Work instructions
Your copy should match the entries exactly, except that it holds no pictures.

Task input
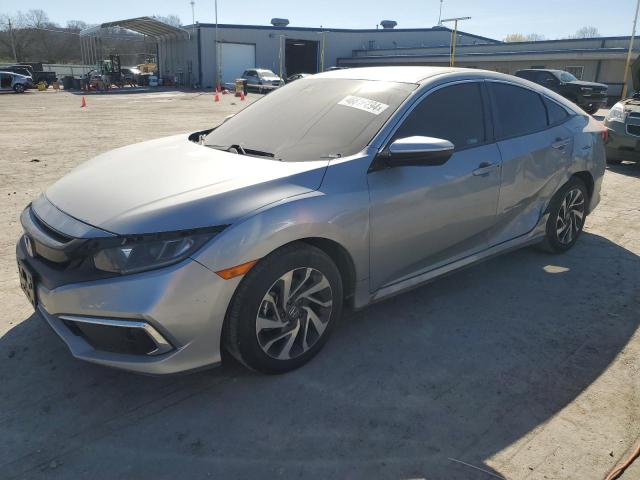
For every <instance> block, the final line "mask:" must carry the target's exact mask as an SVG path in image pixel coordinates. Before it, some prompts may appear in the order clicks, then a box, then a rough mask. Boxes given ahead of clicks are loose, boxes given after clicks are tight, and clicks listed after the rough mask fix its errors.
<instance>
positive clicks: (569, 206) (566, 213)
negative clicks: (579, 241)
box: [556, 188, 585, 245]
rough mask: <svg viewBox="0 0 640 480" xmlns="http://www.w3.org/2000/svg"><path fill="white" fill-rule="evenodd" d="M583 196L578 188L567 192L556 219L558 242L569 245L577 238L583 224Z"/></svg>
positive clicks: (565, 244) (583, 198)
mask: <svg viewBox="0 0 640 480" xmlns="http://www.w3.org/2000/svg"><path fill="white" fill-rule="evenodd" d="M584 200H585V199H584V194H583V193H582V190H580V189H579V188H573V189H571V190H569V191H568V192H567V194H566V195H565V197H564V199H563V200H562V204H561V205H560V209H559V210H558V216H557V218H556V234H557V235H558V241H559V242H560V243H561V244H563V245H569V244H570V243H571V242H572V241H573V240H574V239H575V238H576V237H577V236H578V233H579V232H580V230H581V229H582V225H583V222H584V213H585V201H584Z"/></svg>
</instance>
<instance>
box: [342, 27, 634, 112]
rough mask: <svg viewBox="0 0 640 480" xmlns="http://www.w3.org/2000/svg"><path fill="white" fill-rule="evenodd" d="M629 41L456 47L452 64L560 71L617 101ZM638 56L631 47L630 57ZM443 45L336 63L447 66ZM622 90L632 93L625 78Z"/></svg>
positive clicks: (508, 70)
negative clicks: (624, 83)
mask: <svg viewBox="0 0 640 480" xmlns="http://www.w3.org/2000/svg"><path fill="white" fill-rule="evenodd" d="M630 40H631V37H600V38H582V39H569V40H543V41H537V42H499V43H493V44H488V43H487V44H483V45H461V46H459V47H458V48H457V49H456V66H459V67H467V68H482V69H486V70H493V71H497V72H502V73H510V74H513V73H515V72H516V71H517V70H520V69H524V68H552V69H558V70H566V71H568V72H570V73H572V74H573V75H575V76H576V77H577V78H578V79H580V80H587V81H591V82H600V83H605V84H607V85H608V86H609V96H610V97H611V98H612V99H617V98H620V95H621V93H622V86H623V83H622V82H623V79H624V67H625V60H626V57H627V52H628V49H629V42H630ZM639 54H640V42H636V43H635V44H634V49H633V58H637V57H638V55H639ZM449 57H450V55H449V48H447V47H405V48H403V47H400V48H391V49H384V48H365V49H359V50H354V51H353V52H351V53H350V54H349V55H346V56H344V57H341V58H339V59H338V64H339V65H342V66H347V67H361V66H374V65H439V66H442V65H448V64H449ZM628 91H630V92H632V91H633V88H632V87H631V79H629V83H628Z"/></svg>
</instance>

Answer to the problem
For every <instance> block, the final line "mask:" must carry the target's exact mask as an SVG path in image pixel coordinates. Before it, some prompts may appear in the order clicks, then a box, then a rough mask. Boxes given ahead of clicks are loose, boxes given after clicks are tight, and clicks listed after the rough mask fix its errors.
<instance>
positive clicks: (569, 206) (566, 213)
negative clicks: (579, 241)
box: [556, 188, 585, 245]
rough mask: <svg viewBox="0 0 640 480" xmlns="http://www.w3.org/2000/svg"><path fill="white" fill-rule="evenodd" d="M583 196L578 188L567 192L556 219L558 242L569 245L577 238L583 224Z"/></svg>
positive clicks: (565, 244) (583, 198)
mask: <svg viewBox="0 0 640 480" xmlns="http://www.w3.org/2000/svg"><path fill="white" fill-rule="evenodd" d="M584 200H585V199H584V194H583V193H582V190H580V189H579V188H573V189H571V190H569V191H568V192H567V194H566V195H565V197H564V199H563V200H562V204H561V205H560V209H559V210H558V216H557V218H556V234H557V235H558V241H559V242H560V243H561V244H563V245H569V244H570V243H571V242H572V241H573V240H574V239H575V238H576V237H577V236H578V233H579V232H580V230H581V229H582V225H583V222H584V213H585V201H584Z"/></svg>
</instance>
<instance>
box: [342, 27, 634, 112]
rough mask: <svg viewBox="0 0 640 480" xmlns="http://www.w3.org/2000/svg"><path fill="white" fill-rule="evenodd" d="M629 41L456 47L452 64L560 71L617 101ZM638 56L631 47L630 57ZM443 45L336 63L447 66ZM622 90L632 93L625 78Z"/></svg>
positive clicks: (508, 70)
negative clicks: (624, 83)
mask: <svg viewBox="0 0 640 480" xmlns="http://www.w3.org/2000/svg"><path fill="white" fill-rule="evenodd" d="M630 40H631V37H600V38H582V39H569V40H543V41H537V42H499V43H493V44H488V43H487V44H483V45H461V46H459V47H458V48H457V49H456V66H459V67H467V68H482V69H486V70H493V71H497V72H502V73H510V74H513V73H515V72H516V71H517V70H520V69H524V68H552V69H558V70H566V71H568V72H570V73H572V74H573V75H575V76H576V77H577V78H578V79H580V80H587V81H591V82H600V83H605V84H607V85H608V86H609V96H610V97H611V98H612V99H617V98H620V95H621V93H622V86H623V83H622V82H623V79H624V67H625V60H626V57H627V52H628V49H629V42H630ZM639 54H640V42H636V43H635V44H634V49H633V58H637V57H638V55H639ZM449 57H450V55H449V48H447V47H405V48H403V47H400V48H391V49H384V48H365V49H359V50H354V51H353V52H351V53H350V54H349V55H346V56H344V57H341V58H339V59H338V64H339V65H342V66H347V67H361V66H374V65H439V66H442V65H448V64H449ZM628 91H630V92H632V91H633V88H632V87H631V79H629V83H628Z"/></svg>
</instance>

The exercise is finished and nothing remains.